▶ _Provided data_
==================================================
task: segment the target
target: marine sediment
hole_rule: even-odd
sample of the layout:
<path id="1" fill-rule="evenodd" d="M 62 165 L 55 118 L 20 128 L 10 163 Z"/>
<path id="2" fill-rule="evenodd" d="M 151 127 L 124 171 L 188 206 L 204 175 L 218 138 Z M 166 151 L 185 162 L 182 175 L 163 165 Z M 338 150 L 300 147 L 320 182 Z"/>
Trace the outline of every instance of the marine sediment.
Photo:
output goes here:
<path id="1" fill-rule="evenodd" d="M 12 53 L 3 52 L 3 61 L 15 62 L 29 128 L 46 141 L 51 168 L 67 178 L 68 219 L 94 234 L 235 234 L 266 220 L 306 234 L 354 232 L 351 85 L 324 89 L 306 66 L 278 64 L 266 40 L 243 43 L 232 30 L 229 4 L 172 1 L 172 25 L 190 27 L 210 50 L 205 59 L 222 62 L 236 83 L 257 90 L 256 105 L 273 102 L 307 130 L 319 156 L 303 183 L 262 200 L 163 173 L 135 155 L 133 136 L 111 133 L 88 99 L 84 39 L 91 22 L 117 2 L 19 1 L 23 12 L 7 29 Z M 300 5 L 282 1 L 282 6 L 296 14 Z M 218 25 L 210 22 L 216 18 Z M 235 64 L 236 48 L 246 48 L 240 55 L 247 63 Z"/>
==================================================
▶ _Goal_
Copy every line of the records above verbatim, keeping each character and line break unchanged.

▶ _Solution to the problem_
task: segment the target
target: marine sediment
hole_rule: even-odd
sample of the layout:
<path id="1" fill-rule="evenodd" d="M 62 165 L 55 118 L 20 128 L 10 163 Z"/>
<path id="2" fill-rule="evenodd" d="M 151 127 L 124 171 L 188 206 L 204 175 L 218 138 Z M 166 151 L 185 162 L 182 175 L 163 165 Z M 338 150 L 300 147 L 320 182 Z"/>
Trace the outline of every instance of the marine sediment.
Photo:
output goes here:
<path id="1" fill-rule="evenodd" d="M 12 53 L 3 52 L 3 61 L 15 62 L 29 128 L 46 141 L 51 168 L 67 178 L 68 219 L 94 234 L 235 234 L 266 220 L 306 234 L 354 232 L 351 85 L 324 89 L 306 66 L 278 64 L 266 40 L 243 43 L 232 30 L 229 4 L 172 1 L 172 25 L 190 27 L 210 50 L 205 59 L 222 62 L 236 83 L 257 90 L 256 105 L 273 102 L 307 130 L 319 156 L 303 183 L 262 200 L 163 173 L 135 155 L 133 136 L 111 133 L 88 99 L 84 39 L 91 22 L 117 2 L 19 1 L 23 12 L 7 29 Z M 300 5 L 282 1 L 282 6 L 296 14 Z M 218 25 L 210 22 L 216 18 Z M 235 64 L 236 48 L 246 48 L 240 55 L 247 63 Z"/>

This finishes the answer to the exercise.